PAGE EXTRACT
Breaking — Special Session, May 24, 2026

Senate leadership has sidelined Resources Chairwoman Cathy Giessel — the legislator who has most persistently demanded cost disclosure — and routed the Alaska LNG tax bill directly to Senate Finance. The last institutional voice asking the right questions has been bypassed. The pattern is now complete: remove every transparency mechanism, route around every person asking inconvenient questions, and call it progress.

Glenfarne says gas will flow to Alaskans in 2029. Mechanical completion of the 739-mile pipeline in 2028. First gas delivery by end of summer 2029. Those dates appear in a FERC filing. They appear in press releases. They appear in testimony to the legislature. They have been repeated so often that the political debate treats them as engineering fact.

They are not engineering fact. They are a political statement — a number chosen to create urgency, pressure the legislature, and justify the special session demand that tax certainty be granted now, before verified costs exist, before the ROW leases are converted, and before a single binding financing commitment has been made.

The construction record of every comparable pipeline project in Alaska and North America tells a different story. And when the real cost becomes public in mid-2027 — after the tax deal is locked in and the special session gavels out — Alaskans will understand what was agreed to on their behalf without their knowledge.

The Prerequisites That Don't Exist Yet

Before evaluating whether 2029 is possible, consider what must happen first — and hasn't.

ENTRIES
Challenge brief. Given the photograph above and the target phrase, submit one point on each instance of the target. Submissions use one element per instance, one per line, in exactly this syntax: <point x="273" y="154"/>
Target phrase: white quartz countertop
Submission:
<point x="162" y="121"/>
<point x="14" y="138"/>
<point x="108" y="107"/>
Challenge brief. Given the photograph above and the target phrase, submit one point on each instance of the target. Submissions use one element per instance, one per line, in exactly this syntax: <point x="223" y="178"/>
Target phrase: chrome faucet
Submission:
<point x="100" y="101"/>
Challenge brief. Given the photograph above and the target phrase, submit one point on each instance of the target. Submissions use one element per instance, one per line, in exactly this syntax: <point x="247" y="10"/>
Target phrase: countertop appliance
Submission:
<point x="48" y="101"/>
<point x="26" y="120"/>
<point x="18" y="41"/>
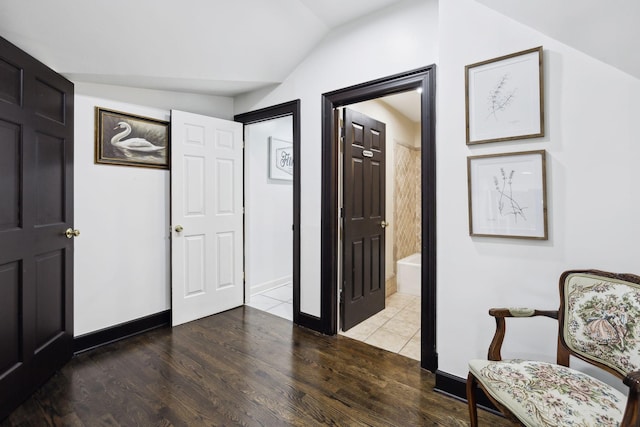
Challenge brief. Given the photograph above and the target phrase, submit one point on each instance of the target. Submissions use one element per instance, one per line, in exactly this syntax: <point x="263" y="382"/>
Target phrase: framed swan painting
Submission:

EXERCISE SET
1. In the Alaska LNG commentary, how long is the pipeline that Glenfarne says will reach mechanical completion in 2028?
2. Pick up the Alaska LNG commentary after its final sentence and continue it.

PER-TASK OUTPUTS
1. 739 miles.

2.
Prerequisites for Construction — Current Status
Final Investment Decision
Not taken. Was anticipated by end of 2025. Now targeting 2026 — at the earliest. Without FID there is no financing. Without financing there is no construction.
Verified Project Costs
Not public. Glenfarne acknowledges verified costs won't be available until mid-2027. No lender commits billions to a project whose cost is unverified.
Tax Certainty Legislation
Not passed. Being forced through Senate Finance in special session today after Giessel — who demanded cost disclosure — was sidelined.
ROW Conversion on State Land
Not done. Conditional ROW leases on state land require commissioner's written public interest finding before construction can begin. Finding cannot be defensibly made without verified costs.
Binding Supply Contracts
Not signed. All producer agreements are precedent agreements — conditional frameworks, not binding supply contracts. Binding contracts require FID.
Construction Financing
Not secured. All partner commitments are letters of intent or strategic investments. No binding project financing exists. No EPC contract has been executed.

Every single prerequisite for breaking ground is unresolved as of today. Every one. Yet Glenfarne is telling Alaskans the pipeline will be mechanically complete in 2028 — roughly 18 months from now.

What History Actually Looks Like

Alaska has built one comparable pipeline in its history. North America has built one comparable gas pipeline in recent memory. Both tell the same story about what 739 miles of large-diameter pipeline through difficult subarctic terrain actually requires.

Comparable Pipeline Construction — The Historical Record
Trans-Alaska Pipeline (TAPS)
Coastal GasLink (BC)
Alaska LNG Phase One (Glenfarne)
800 miles, 48-inch diameter
416 miles, 48-inch diameter
739 miles, 42-inch diameter
Three mountain ranges, permafrost, 800 river crossings
Two mountain ranges, difficult terrain, 650+ water crossings
Three mountain ranges, permafrost, subarctic conditions
70,000 workers at peak construction
6,000 workers at peak construction
Four simultaneous construction spreads — workforce unspecified
Construction time: 3 years, 2 months (1974-1977)
Construction time: 5 years (2019-2023)
Claimed construction time: ~18 months (2027-2028)
Final cost: $8 billion (1977 dollars) — $43 billion today
Final cost: $14.5 billion — nearly 3x original $5 billion estimate
Claimed cost: $11 billion for Phase One pipeline — unverified
6 years pre-construction planning, permitting, ROW
8 years from announcement to FID to construction start
FID not yet taken. ROW not converted. Financing not secured.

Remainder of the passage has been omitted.